Answer these from the passage on device-cloud collaboration:
1. Where is rendering usually deployed?
2. In the conventional technology, what does the device-side device perform on the rendered low-resolution image/video to generate a high-resolution one?
3. Which three modules does the terminal device include?

• Passage
--------------------------------

Embodiments of this application relate to the encoding and decoding field, and in particular, to a device-cloud collaboration system, an encoding and decoding method, and an electronic device.
In many scenarios (for example, games, virtual reality (VR)/augmented reality (AR)), rendering needs to be performed to generate an image, so that the obtained image is more realistic and use experience of users is improved. Rendering requires strong computational power. Limited by objective physical conditions such as a device size and power consumption, computational power of a device-side device is usually far weaker than that of a cloud-side server. Therefore, rendering is usually deployed on the cloud-side server. The cloud-side server performs rendering, compresses a rendered image/video, and sends the compressed rendered image/video to the device-side device for display by the device-side device.
As people's requirements for rendering quality are continuously improved and definition of display devices is continuously improved, image quality and resolution of the rendered image/video are also continuously improved accordingly. Consequently, bit rate overheads of the compressed rendered image/video are increased, network bandwidth occupation is increased, and an interaction delay is large. In the conventional technology, a cloud-side server usually encodes and transmits a rendered low-resolution image/video, and transmits, to a device-side device, an intermediate rendering result generated in a process of rendering a high-resolution image/video. The device-side device performs, based on the intermediate rendering result delivered by the cloud-side server, upsampling on a rendered low-resolution image/video delivered by a cloud side, to generate a high-resolution to-be-displayed image/video for display. In this way, although bit rate overheads can be reduced to some extent, encoding efficiency is still low.
In view of this, this application provides a device-cloud collaboration system, an encoding and decoding method, and an electronic device. The encoding and decoding method is implemented based on the device-cloud collaboration system, and can reduce an interaction delay while ensuring that bit rate overheads of a data stream transmitted by a server to a terminal device are effectively reduced.
According to a first aspect, an embodiment of this application provides a device-cloud collaboration system. The device-cloud collaboration system includes a server and a terminal device, the server includes a first rendering module, an encoder, and a first communication module, and the terminal device includes a second communication module, a second rendering module, and a decoder.

--------------------------------

• Provided information
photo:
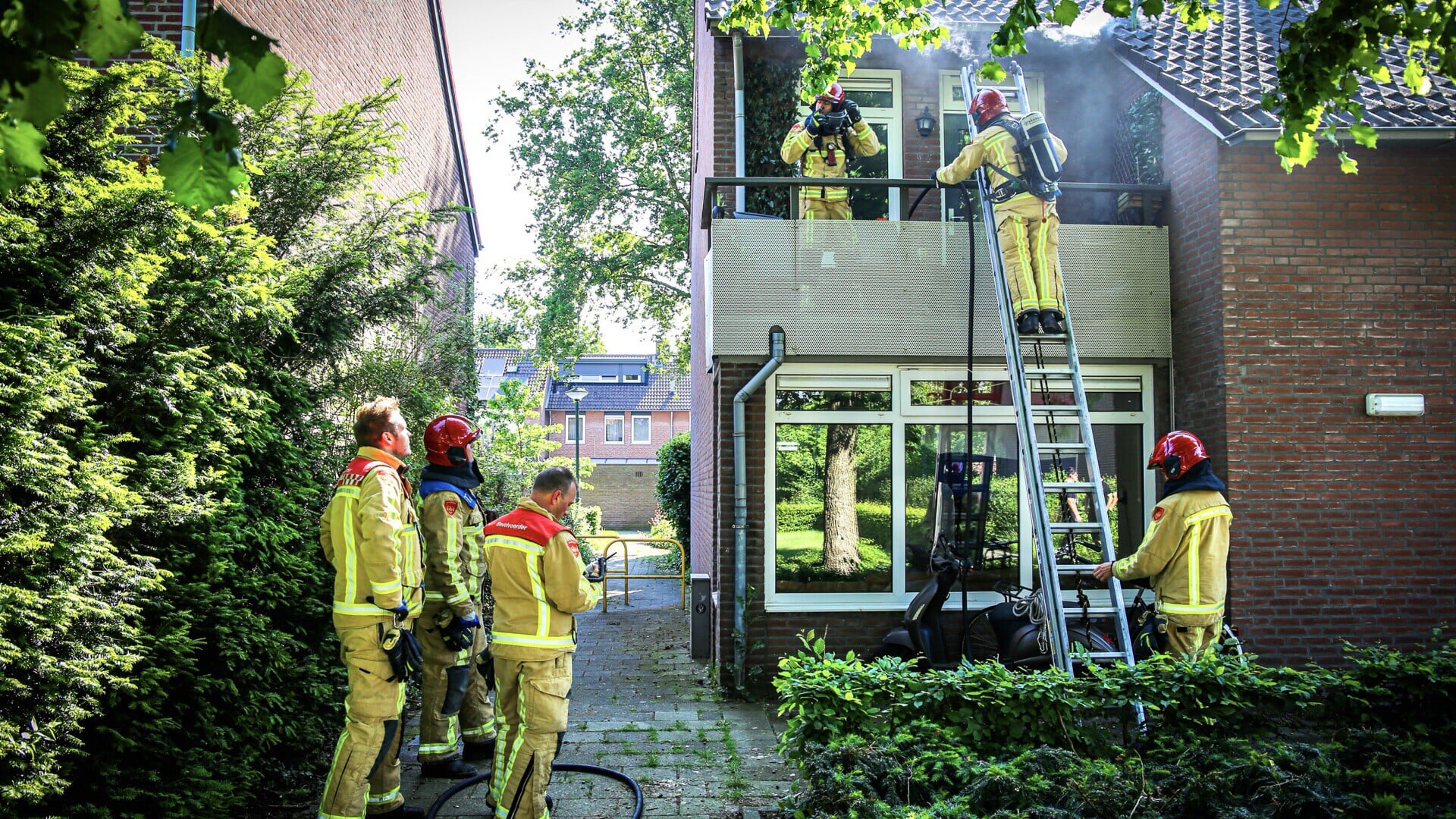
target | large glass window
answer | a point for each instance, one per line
(868, 479)
(833, 526)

--------------------------------

• Problem solution
1. On the cloud-side server.
2. Upsampling.
3. A second communication module, a second rendering module, and a decoder.